Goal of the exercise: Nothing less than an exact copy of all the records is required.

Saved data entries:
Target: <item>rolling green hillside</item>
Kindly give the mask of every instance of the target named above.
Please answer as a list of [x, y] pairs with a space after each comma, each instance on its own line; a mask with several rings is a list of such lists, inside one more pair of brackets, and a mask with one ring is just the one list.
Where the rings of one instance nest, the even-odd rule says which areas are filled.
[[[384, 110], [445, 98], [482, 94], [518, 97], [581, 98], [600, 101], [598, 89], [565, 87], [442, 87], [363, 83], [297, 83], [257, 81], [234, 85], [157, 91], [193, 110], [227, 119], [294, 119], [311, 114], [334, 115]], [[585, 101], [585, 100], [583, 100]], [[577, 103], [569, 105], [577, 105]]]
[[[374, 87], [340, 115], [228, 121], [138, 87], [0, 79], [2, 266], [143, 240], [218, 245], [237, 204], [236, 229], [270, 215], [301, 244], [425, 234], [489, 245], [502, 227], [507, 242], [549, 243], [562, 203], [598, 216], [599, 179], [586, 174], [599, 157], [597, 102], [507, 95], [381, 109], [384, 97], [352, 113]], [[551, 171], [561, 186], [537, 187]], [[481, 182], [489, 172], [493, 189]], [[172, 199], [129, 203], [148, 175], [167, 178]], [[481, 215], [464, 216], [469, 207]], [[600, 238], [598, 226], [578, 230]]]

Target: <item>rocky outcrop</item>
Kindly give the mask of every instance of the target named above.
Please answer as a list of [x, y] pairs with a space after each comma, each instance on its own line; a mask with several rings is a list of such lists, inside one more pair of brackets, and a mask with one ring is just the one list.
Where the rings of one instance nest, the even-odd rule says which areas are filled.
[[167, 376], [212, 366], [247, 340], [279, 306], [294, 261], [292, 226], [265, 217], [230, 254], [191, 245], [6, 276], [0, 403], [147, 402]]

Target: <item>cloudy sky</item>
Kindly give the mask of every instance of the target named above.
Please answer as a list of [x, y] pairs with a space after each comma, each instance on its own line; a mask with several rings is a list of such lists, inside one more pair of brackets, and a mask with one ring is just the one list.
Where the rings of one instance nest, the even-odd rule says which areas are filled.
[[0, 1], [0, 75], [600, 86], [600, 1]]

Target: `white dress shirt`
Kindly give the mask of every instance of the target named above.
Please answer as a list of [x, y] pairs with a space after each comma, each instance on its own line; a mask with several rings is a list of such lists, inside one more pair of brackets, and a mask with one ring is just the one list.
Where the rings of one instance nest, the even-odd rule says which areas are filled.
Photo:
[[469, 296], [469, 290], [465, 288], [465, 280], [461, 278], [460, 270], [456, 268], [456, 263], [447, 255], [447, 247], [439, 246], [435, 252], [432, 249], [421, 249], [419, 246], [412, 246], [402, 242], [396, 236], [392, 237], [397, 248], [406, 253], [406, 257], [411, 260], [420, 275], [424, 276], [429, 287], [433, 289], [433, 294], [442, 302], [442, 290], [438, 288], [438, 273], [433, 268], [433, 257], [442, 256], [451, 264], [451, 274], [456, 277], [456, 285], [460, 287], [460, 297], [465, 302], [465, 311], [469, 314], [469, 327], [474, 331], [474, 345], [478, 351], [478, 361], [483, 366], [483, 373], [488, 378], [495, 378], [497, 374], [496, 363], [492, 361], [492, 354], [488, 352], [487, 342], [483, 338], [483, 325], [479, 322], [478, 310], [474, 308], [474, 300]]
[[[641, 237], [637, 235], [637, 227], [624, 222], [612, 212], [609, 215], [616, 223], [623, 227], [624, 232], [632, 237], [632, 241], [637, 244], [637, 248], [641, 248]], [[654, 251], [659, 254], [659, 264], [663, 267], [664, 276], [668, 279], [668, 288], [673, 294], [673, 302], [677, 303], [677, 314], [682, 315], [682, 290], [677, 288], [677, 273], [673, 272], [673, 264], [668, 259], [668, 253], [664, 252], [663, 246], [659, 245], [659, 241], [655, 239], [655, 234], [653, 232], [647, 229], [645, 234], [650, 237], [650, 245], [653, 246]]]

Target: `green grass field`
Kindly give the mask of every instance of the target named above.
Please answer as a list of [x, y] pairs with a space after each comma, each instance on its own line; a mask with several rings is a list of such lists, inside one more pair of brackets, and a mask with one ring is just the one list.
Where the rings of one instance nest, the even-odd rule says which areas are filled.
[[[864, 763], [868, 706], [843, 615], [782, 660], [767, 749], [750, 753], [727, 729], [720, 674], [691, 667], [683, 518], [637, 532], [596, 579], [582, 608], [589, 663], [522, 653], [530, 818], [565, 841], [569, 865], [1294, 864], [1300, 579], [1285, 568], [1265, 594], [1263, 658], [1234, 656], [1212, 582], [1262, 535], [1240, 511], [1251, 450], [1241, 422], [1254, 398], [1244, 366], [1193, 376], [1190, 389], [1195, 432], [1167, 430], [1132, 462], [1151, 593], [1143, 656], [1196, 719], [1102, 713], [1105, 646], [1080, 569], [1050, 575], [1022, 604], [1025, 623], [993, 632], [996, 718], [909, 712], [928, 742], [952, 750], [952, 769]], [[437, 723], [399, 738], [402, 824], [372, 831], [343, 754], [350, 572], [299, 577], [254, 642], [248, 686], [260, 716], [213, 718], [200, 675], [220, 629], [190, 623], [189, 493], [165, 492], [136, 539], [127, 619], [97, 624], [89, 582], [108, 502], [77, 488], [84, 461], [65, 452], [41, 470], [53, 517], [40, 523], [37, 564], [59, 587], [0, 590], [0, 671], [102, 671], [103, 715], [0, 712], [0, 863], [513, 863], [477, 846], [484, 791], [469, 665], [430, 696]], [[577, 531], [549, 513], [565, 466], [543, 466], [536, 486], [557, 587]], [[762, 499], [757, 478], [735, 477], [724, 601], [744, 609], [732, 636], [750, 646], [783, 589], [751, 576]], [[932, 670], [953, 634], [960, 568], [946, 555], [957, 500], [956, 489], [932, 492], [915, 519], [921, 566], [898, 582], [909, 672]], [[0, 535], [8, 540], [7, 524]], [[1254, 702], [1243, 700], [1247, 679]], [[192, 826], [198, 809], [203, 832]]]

Solution:
Target: <item>rolling green hillside</item>
Kindly give the mask of every instance of the target named above.
Please answer as a list of [x, y] pairs with a space after each comma, each instance on its own line; a mask with several rings is a list of such lists, inside one more pair of brackets, and a mask with one ring is just the one list.
Where the rings of one instance nest, the even-odd rule says which areas are filled.
[[[384, 110], [445, 98], [482, 94], [518, 97], [581, 98], [600, 101], [598, 89], [565, 87], [442, 87], [363, 83], [297, 83], [257, 81], [234, 85], [157, 91], [193, 110], [227, 119], [294, 119], [311, 114], [334, 115]], [[585, 101], [585, 100], [583, 100]], [[577, 103], [569, 105], [577, 105]]]
[[[374, 87], [340, 115], [228, 121], [138, 87], [0, 79], [2, 266], [143, 240], [218, 245], [237, 204], [236, 229], [270, 215], [301, 244], [425, 234], [489, 245], [502, 227], [507, 242], [549, 243], [562, 203], [598, 216], [599, 179], [586, 174], [599, 157], [597, 102], [507, 95], [381, 109], [384, 97], [352, 113]], [[551, 171], [561, 186], [537, 187]], [[481, 182], [489, 172], [493, 189]], [[172, 199], [129, 203], [148, 175], [167, 178]], [[481, 215], [464, 216], [469, 207]], [[600, 238], [598, 226], [578, 230]]]

Target: <item>rocky outcrop</item>
Kindly give the mask of every instance of the target named above.
Please answer as a list of [x, y] pairs with a space after each comma, each instance on its own line; a mask with several rings is a list of such lists, inside one more pair of brackets, and a mask with one ring is just the one list.
Where the rings of one instance nest, the even-odd rule says which areas are filled.
[[167, 376], [212, 366], [247, 340], [279, 306], [294, 261], [292, 226], [265, 217], [230, 254], [191, 245], [6, 276], [0, 403], [147, 402]]

Target: <item>cloudy sky</item>
Kindly give the mask of every instance of the target named above.
Please answer as a list of [x, y] pairs with a space after each comma, each instance on its own line; a mask with several rings is a list of such lists, inside one more pair of brackets, and a mask with one ring is just the one list.
Where the rings of one instance nest, the even-odd rule says which areas are filled.
[[0, 1], [0, 75], [600, 86], [600, 1]]

Target: `white dress shirt`
Kindly give the mask of every instance of the target named above.
Please answer as a list of [x, y] pairs with a space after each comma, each instance on its own line; a mask with several rings is a list of such lists, inside one more pair of brackets, and a mask with one ring is just the one list.
Where the rings of one instance nest, the even-odd rule says which areas are filled.
Photo:
[[469, 296], [469, 290], [465, 288], [465, 280], [461, 278], [460, 270], [456, 268], [456, 263], [447, 255], [447, 247], [439, 246], [435, 252], [432, 249], [421, 249], [419, 246], [412, 246], [402, 242], [396, 236], [392, 237], [397, 248], [406, 253], [406, 257], [411, 260], [420, 275], [424, 276], [429, 287], [433, 289], [433, 294], [442, 302], [442, 290], [438, 288], [438, 273], [433, 268], [433, 257], [442, 256], [451, 264], [451, 274], [456, 277], [456, 285], [460, 287], [460, 297], [465, 302], [465, 311], [469, 314], [469, 327], [474, 331], [474, 345], [478, 351], [478, 361], [483, 366], [483, 373], [488, 378], [495, 378], [497, 374], [496, 363], [492, 361], [492, 354], [488, 352], [487, 342], [483, 338], [483, 325], [479, 322], [478, 310], [474, 308], [474, 300]]
[[[641, 237], [637, 235], [637, 227], [624, 222], [612, 212], [609, 215], [616, 223], [623, 227], [624, 232], [632, 237], [632, 241], [637, 244], [637, 248], [641, 248]], [[654, 251], [659, 254], [659, 264], [663, 267], [664, 276], [668, 279], [668, 288], [673, 294], [673, 302], [677, 303], [677, 314], [682, 315], [682, 290], [677, 288], [677, 273], [673, 272], [673, 264], [668, 259], [668, 253], [664, 252], [663, 246], [659, 245], [659, 241], [655, 239], [655, 234], [653, 232], [647, 229], [645, 234], [650, 237], [650, 245], [653, 246]]]

Target: `green grass field`
Kindly give the mask of every instance of the target named above.
Please answer as a list of [x, y] pairs with a space after each comma, each instance on its own line; a mask with several rings is a list of such lists, inside one more pair of brackets, and a mask with one ring is just the one list.
Where the rings of one instance nest, the even-odd rule says which areas are filled.
[[[864, 763], [868, 706], [843, 615], [782, 660], [767, 749], [750, 753], [727, 729], [720, 674], [691, 667], [683, 518], [637, 532], [596, 579], [582, 608], [589, 663], [522, 653], [530, 818], [565, 841], [569, 865], [1294, 864], [1300, 579], [1285, 568], [1265, 594], [1263, 658], [1234, 656], [1212, 582], [1262, 535], [1240, 511], [1251, 450], [1241, 422], [1254, 398], [1244, 366], [1193, 376], [1190, 389], [1195, 432], [1167, 430], [1132, 462], [1151, 593], [1143, 656], [1196, 719], [1102, 713], [1105, 646], [1080, 569], [1050, 575], [1022, 604], [1025, 623], [993, 632], [996, 718], [909, 712], [928, 742], [952, 750], [952, 769]], [[437, 723], [399, 738], [402, 824], [372, 831], [343, 754], [350, 572], [299, 577], [254, 642], [248, 686], [260, 716], [213, 718], [200, 675], [220, 629], [190, 623], [189, 493], [165, 492], [136, 539], [127, 619], [97, 624], [89, 582], [108, 502], [77, 488], [84, 461], [65, 452], [41, 470], [53, 517], [40, 523], [37, 564], [59, 587], [0, 590], [0, 671], [102, 671], [103, 715], [0, 712], [0, 863], [513, 863], [477, 846], [484, 791], [469, 665], [430, 696]], [[577, 531], [549, 513], [565, 466], [543, 466], [536, 486], [557, 587]], [[762, 499], [757, 478], [735, 477], [724, 601], [744, 609], [732, 636], [750, 646], [783, 589], [751, 576]], [[932, 670], [953, 634], [960, 568], [946, 555], [957, 500], [956, 489], [932, 492], [915, 519], [921, 566], [898, 582], [909, 672]], [[0, 535], [8, 540], [7, 524]], [[1254, 702], [1243, 700], [1247, 679]], [[192, 826], [198, 809], [203, 832]]]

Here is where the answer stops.